• INSTRUÇÃO A
Segundo o texto sobre o romance "A Caverna", em quanto tempo foi escrito o livro?
--- TEXTO ---
Sendo que a ideia de "A Caverna" já vem de antes do Nobel, ao fim de três anos e de umas tantas voltas ao mundo, eis finalmente o romance - afinal escrito em apenas seis meses, os primeiros de 2000. Um recorde pessoal de quem queria mesmo acabar antes do fim do século. "A única pressão era essa, escrevi-o no mesmo estado de espírito dos anteriores. Não tinha que provar que era capaz de fazer outro livro."
De resto, o próximo, entre uma digressão e outra - "não consigo dizer que não" - já tem nome: "A Viagem do Elefante", a ser escrito logo que Saramago termine duas encomendas menos morosas: uma história policial, para o Brasil, e o prefácio de um volume da Bíblia, a sair em Itália.
Na Alegoria da Caverna segundo Saramago, uma família de oleiros representa o exterior humano e artesanal de um Centro (nunca se escreve comercial, mas o autor tem-lo dito) com muralhas altas e janelas que não se podem abrir (para evitar suicídios incómodos).
---
• INSTRUÇÃO B
Atualize as entradas reproduzindo tudo desde o início das entradas até à linha que contém "point(428, 252)", ambas as extremidades incluídas, com "wine cooler" trocado por "beverage fridge" e o resto inalterado. Deixe as imagens de fora da resposta.
--- DADOS FORNECIDOS ---
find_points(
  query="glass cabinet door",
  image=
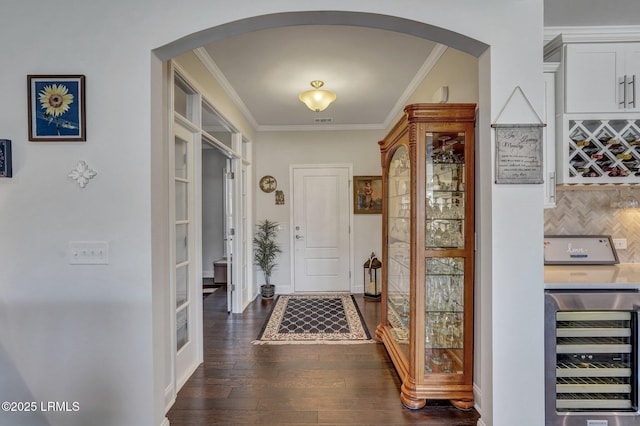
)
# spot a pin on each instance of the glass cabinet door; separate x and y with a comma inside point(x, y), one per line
point(444, 316)
point(445, 190)
point(398, 227)
point(445, 247)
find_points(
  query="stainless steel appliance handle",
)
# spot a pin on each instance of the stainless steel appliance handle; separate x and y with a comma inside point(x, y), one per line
point(623, 83)
point(633, 91)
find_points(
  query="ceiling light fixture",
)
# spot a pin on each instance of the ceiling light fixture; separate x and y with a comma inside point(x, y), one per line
point(317, 100)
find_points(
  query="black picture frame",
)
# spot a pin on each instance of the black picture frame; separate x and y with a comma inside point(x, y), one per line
point(6, 168)
point(57, 108)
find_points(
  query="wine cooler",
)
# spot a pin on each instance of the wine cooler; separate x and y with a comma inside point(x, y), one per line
point(591, 357)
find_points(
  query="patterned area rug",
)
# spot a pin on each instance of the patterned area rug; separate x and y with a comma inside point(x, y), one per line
point(313, 319)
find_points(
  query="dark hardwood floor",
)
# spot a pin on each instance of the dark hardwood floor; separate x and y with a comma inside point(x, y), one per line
point(241, 383)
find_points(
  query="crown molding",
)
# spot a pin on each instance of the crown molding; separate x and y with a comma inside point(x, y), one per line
point(316, 127)
point(556, 37)
point(604, 34)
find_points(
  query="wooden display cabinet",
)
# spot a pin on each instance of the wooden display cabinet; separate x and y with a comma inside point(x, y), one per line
point(428, 252)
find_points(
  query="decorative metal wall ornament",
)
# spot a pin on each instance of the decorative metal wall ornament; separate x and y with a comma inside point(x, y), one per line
point(82, 174)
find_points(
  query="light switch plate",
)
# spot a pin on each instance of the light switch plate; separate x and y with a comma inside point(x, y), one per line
point(88, 253)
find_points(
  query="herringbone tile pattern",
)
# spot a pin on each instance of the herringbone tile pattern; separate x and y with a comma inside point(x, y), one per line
point(588, 212)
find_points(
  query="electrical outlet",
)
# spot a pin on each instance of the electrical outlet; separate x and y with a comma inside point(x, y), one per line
point(620, 243)
point(88, 253)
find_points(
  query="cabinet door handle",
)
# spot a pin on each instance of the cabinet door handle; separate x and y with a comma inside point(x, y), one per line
point(632, 103)
point(623, 83)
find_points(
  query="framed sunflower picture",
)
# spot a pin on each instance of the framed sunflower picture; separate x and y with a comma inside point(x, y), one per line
point(56, 108)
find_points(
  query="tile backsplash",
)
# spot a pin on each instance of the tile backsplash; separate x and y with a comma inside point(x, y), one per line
point(589, 212)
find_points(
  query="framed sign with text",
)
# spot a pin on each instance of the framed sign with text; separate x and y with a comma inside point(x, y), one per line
point(519, 153)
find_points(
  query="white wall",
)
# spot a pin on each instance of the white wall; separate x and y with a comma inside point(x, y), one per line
point(92, 334)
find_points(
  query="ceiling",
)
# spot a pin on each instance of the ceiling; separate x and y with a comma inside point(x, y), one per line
point(372, 71)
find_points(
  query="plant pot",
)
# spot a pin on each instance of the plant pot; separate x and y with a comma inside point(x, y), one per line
point(267, 291)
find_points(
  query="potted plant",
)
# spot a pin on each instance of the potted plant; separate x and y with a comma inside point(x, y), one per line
point(266, 250)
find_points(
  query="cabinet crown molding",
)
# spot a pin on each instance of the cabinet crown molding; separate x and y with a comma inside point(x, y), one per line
point(556, 37)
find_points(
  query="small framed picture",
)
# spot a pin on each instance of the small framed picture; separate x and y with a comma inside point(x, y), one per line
point(56, 108)
point(367, 194)
point(5, 158)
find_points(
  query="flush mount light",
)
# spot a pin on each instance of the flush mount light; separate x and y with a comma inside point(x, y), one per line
point(317, 100)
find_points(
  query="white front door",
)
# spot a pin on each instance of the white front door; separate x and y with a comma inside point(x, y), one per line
point(321, 224)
---
• RESPOSTA COMPLETA A
Em apenas seis meses, os primeiros de 2000.

• RESPOSTA COMPLETA B
find_points(
  query="glass cabinet door",
  image=
)
# spot a pin on each instance of the glass cabinet door; separate x and y with a comma inside point(x, y), one per line
point(444, 316)
point(445, 190)
point(398, 227)
point(445, 247)
find_points(
  query="stainless steel appliance handle",
)
# spot a pin on each instance of the stainless steel appliance handle; separate x and y with a comma inside point(x, y), one per line
point(623, 83)
point(633, 91)
find_points(
  query="ceiling light fixture",
)
# spot a pin on each instance of the ceiling light fixture; separate x and y with a comma inside point(x, y), one per line
point(317, 100)
find_points(
  query="black picture frame",
)
# spot a pin on each instance of the black picture frame; separate x and y with a comma inside point(x, y), one per line
point(6, 168)
point(57, 108)
find_points(
  query="beverage fridge",
)
# spot a pin on each instance of the beverage fridge; separate x and y with a comma inside point(x, y), one per line
point(591, 357)
find_points(
  query="patterned area rug",
)
# spot a pin on each instance of the patterned area rug; separate x and y with a comma inside point(x, y), one per line
point(313, 319)
find_points(
  query="dark hardwood floor",
)
# spot a pin on each instance of the dark hardwood floor; separate x and y with a comma inside point(x, y), one per line
point(241, 383)
find_points(
  query="crown molding",
)
# spot a pin on each instance of the crown molding; separate x and y with a comma inside point(x, y), one per line
point(316, 127)
point(556, 37)
point(604, 34)
find_points(
  query="wooden display cabinet",
)
# spot a pin on each instance of the wooden display cabinet; separate x and y with a comma inside point(x, y), one per line
point(428, 252)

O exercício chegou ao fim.